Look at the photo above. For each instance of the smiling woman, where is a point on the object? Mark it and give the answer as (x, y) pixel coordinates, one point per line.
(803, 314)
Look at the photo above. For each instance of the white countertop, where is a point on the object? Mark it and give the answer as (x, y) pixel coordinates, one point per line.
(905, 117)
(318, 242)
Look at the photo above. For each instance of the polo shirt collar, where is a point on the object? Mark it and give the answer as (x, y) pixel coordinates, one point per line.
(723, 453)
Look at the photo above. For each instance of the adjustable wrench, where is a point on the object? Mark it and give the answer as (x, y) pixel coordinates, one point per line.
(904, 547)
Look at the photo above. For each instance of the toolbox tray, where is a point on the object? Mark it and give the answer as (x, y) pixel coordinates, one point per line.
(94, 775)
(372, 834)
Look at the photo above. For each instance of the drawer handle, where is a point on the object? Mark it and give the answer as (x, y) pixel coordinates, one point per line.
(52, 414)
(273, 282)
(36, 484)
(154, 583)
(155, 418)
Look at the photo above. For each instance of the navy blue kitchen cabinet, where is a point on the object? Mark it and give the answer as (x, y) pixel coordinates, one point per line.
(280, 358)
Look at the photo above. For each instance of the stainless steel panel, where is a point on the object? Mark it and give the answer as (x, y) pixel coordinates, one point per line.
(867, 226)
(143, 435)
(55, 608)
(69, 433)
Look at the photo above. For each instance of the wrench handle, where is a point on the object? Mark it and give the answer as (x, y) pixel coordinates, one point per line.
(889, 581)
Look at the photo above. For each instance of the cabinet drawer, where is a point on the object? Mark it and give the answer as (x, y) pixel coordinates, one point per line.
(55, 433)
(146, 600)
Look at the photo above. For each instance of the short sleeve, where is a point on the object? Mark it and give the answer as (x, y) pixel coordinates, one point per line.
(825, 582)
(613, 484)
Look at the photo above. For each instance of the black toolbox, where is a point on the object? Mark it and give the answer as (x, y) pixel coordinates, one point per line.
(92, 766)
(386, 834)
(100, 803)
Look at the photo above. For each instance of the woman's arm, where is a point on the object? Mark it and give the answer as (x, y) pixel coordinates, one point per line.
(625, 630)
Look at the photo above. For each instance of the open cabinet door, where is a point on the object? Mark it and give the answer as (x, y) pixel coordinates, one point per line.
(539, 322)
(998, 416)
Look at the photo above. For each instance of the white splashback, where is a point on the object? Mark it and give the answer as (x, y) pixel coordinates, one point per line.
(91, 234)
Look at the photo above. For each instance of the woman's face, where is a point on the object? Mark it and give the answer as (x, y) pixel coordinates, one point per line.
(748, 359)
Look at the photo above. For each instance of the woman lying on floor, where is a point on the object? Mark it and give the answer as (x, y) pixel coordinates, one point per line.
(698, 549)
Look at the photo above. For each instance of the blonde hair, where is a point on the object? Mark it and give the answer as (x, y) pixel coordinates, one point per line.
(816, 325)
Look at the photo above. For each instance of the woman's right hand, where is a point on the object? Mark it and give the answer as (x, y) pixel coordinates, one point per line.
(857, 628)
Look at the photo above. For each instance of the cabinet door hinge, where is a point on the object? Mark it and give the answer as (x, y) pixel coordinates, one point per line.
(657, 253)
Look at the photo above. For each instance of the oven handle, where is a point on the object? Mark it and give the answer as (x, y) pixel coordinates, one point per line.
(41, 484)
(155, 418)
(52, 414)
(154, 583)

**Instructions for the task**
Return what is listed above, exactly and completely.

**Result of the task**
Look at the photo above. For each instance of the smiling woman, where is a point on the object? Mark it and give the answer as (x, y) pixel coordinates, one point per line.
(803, 314)
Look at the photo above. For each instance of the white countertop, where is a point on the object? Mark it and give the answer as (x, y) pixel coordinates, one point per line.
(905, 117)
(318, 242)
Look at the photo above. For each instance of the polo shirt collar, where is a point on the object? Mark it and give the answer as (x, y) pixel coordinates, one point per line.
(723, 453)
Look at the photo above. For each instance of the adjustable wrench, where is a point on the object? Mark it and give the answer as (x, y) pixel coordinates, one point per line.
(904, 547)
Look at the photo above. For each instance of the toolbox tray, where is a point on the object? Mark it and give the answer as (x, y) pixel coordinates, one point per line.
(94, 775)
(372, 834)
Look at the photo above. For each instance of the drawer handle, where is a point on the object? Mark it and give the answer as (x, y) pixel coordinates, one point per line.
(52, 414)
(273, 282)
(36, 484)
(154, 583)
(155, 418)
Look at the photo above. For each instance of the navy blue kitchen cabinet, where is a point on the object? Mark it and give the answer as (x, y) pixel coordinates, one point per line.
(280, 358)
Look at the photo above. For each instance of the stainless steel panel, where is a point on the object? Mark it and give the answer as (x, y) pixel coordinates, one point per line.
(867, 226)
(143, 435)
(55, 608)
(69, 433)
Look at the photo above. For each instance of the wrench handle, where is a point on the object? Mark it and give the answer as (x, y) pixel coordinates, one point per line.
(889, 581)
Look at the photo above. For each instance of the cabinet drawer, where is a point on the object? Mark it and give the answer as (x, y) pixel coordinates, one point per line.
(55, 433)
(146, 600)
Look at the photo above. For each instance of the short sleeve, where is a point on the object? Mark it and give the answer as (x, y) pixel coordinates, one point per line.
(825, 582)
(613, 484)
Look at the photo above. For each instance of the black toolbox, where is a point on the object? Mark it and give the answer as (x, y) pixel coordinates, one point per line.
(92, 766)
(386, 834)
(100, 803)
Look at the photo above. For each instance of the woman's arm, where is a point on the object? Mark it and give the answer as (x, y) pixel coordinates, one point per line.
(625, 630)
Look at the photo above. For each instance of the open cabinet door, where is a point on the object? Mark it and give the answer as (x, y) pixel coordinates, one point per line.
(539, 322)
(998, 416)
Look at the photo above. For each instance of the white splashback, where is a point on the object? Mark it and give the answer as (x, y) pixel coordinates, one point per line.
(91, 234)
Look at the photo above. For each instance of the woman's face, where is a point on the object? Mark it and give the answer as (x, y) pixel coordinates, one point per line.
(748, 359)
Look at the photo above. For each instance of the woman lying on floor, where is a point on the object? Mark it and give the answer as (x, y) pixel coordinates, one point per line.
(698, 549)
Look at the photo above. For each instance of the blonde hair, where is a point on the object? Mark it and give the answer as (x, y) pixel coordinates, one point per line.
(816, 325)
Look at the photo above. For each instance of the woman's right hand, where is a point on the object? Mark it and give the answer as (x, y) pixel coordinates, one point per line.
(857, 628)
Look at the photo above. For each instance of the cabinet door hinge, where is a point on the object? Mark it and give the answer as (x, y) pixel coordinates, one point per line.
(657, 253)
Look at the photo above. For each instance of the oven handle, where is a point on the object? Mark it and give the answer as (x, y) pixel coordinates, one point per line.
(41, 484)
(155, 418)
(52, 414)
(154, 583)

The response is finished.